Data entries -
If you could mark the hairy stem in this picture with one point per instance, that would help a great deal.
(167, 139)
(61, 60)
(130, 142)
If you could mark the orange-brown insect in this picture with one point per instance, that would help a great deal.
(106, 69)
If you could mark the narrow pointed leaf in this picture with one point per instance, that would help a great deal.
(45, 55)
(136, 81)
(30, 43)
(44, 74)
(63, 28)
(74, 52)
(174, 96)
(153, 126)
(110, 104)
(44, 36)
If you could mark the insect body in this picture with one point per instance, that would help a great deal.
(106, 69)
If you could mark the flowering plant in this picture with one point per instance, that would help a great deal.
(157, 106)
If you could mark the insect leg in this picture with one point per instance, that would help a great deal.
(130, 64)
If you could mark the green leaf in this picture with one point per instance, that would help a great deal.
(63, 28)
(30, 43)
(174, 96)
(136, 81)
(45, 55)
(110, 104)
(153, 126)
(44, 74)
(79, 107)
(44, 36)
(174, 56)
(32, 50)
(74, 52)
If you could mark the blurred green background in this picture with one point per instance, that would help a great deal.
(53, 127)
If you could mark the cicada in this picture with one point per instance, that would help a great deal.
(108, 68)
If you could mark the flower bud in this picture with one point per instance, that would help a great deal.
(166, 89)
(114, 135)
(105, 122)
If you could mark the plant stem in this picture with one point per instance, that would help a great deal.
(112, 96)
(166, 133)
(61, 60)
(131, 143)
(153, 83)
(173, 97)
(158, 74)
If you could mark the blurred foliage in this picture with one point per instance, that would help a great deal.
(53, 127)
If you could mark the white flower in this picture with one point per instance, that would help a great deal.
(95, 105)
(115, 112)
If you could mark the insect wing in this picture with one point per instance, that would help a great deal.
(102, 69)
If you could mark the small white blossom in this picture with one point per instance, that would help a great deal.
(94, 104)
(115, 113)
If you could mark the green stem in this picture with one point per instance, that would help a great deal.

Required work -
Write the data back out verbatim.

Reply -
If you could mark the hairy stem in this picture with one point per instance, that would help a great deal.
(167, 139)
(61, 60)
(130, 142)
If you could mark the orange-brown insect in this picture with one point per instance, that would help a great deal.
(106, 69)
If you could mark the narrow pointed leaf in this picture with one point per instance, that would help a great deal.
(45, 55)
(136, 81)
(30, 43)
(44, 74)
(63, 28)
(74, 52)
(174, 96)
(153, 126)
(110, 104)
(44, 36)
If you could mark the insect body in this picture with one point per instance, that would help a great deal.
(106, 69)
If you could mark the flowering plant in this picture with one point per instance, that would help a great deal.
(157, 106)
If you could mark the insect leg in this picture with one point per instance, that would help a great deal.
(130, 64)
If you could mark the green leaf in this picture with one point per instance, that would help a great deal.
(63, 28)
(30, 43)
(174, 96)
(136, 81)
(45, 55)
(110, 104)
(153, 126)
(44, 74)
(79, 107)
(44, 36)
(174, 56)
(32, 50)
(74, 52)
If you could mark the blurred green background in this picture with one point per instance, that would help a great deal.
(53, 127)
If you could mark the cicada in this picture with one point per instance, that would help a great deal.
(108, 68)
If you could mark the flower bud in this picture with one point per instance, that would help a great deal.
(166, 89)
(114, 135)
(105, 122)
If you could mark the plant stem in this picture with one point per instance, that would help a great deal.
(112, 96)
(166, 133)
(61, 60)
(131, 143)
(153, 83)
(173, 97)
(158, 74)
If you could mark the blurred foliage in this picture with one point per instance, that would help a great deal.
(53, 127)
If you could mark the white flower in this picture with one point per instance, that would help a great deal.
(95, 105)
(115, 112)
If you could mark the insect wing in this picture with one point per instance, that would help a great deal.
(102, 69)
If you could mark the small white blossom in this picture with one point per instance, that would help a great deal.
(94, 104)
(115, 113)
If you could mark the green stem in this picture with one point per instance, that would help a great deal.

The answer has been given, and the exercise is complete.